▶ _TEXT BLOCK_:

-- start --

High complexity for local test

The usage exclusively of KubernetesPodOperator made Airflow very difficult to test end-to-end jobs. Our team had to develop an abstraction package utility to distinguish between local and production environments and return either KubernetesPodOperator or DockerOperator. This kind of custom-made package interfaces kept growing, making the onboarding of new team members difficult, the maintenance challenging, and creating a single point of failure for all the DAGs in our deployment.

Not only that but the only way to test a DAG end-to-end was to deploy it and test it on the production environment. The problem was that this can affect the downstream consumers. The solution we took was to replicate each DAG to have a “test” version in the production environment. This in practice meant duplicating almost all of our DAGs: more code, more configuration, and a polluted Airflow UI.

Too many Docker Images!

We also quickly run into the problem of creating custom containers for each job in every DAG. It is true that we develop generic docker images to perform common operations like data loads, data extractions, and so on. But for any type of custom transformation with specific business logic required us to create a new docker image, which implies: a GitLab repository, CI pipelines, configuration boilerplate, AWS Container Registry entry... Even the simplest transformation needed all this setup. This means that for a 100 pipeline deployment you can potentially be 100 different docker images to maintain in 100 different repositories. All of this without taking into account other code as common libraries or CI templates. It is clear that complexity and the cognitive load becomes impossible to manage.

We also run into very weird design decisions. For example launching AWS SageMaker or EMR jobs for a custom docker image that runs as a KubernetesPodOperator, instead of using the native Airflow operators for this.

-- end --

▶ _DATA EXCERPTS_:
-- start --

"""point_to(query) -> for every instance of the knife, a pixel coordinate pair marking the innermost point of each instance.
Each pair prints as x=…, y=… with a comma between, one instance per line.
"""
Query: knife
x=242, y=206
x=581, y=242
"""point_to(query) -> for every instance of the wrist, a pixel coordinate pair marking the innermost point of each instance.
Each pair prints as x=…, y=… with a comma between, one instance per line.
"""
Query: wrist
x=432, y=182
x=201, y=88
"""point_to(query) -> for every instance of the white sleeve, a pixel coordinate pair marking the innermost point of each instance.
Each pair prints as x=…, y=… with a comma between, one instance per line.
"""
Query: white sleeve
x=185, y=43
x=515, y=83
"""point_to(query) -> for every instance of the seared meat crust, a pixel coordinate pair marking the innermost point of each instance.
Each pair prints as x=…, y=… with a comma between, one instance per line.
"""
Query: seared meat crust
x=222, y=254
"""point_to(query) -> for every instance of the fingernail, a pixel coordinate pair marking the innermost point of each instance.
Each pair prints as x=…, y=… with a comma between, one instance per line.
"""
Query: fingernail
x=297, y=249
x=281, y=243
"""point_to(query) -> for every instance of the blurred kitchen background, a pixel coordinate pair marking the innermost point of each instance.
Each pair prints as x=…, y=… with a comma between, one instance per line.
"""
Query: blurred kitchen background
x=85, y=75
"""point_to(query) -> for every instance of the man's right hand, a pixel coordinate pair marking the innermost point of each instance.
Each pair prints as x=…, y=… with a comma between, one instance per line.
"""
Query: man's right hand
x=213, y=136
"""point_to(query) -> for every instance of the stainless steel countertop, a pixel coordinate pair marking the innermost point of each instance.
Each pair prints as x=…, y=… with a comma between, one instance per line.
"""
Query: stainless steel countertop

-- end --

▶ _EXERCISE AIM_:
Reproduce the text on Airflow testing between "The usage exclusively" and "in our deployment.", inclusive, word for word.

▶ _PROBLEM SOLUTION_:
The usage exclusively of KubernetesPodOperator made Airflow very difficult to test end-to-end jobs. Our team had to develop an abstraction package utility to distinguish between local and production environments and return either KubernetesPodOperator or DockerOperator. This kind of custom-made package interfaces kept growing, making the onboarding of new team members difficult, the maintenance challenging, and creating a single point of failure for all the DAGs in our deployment.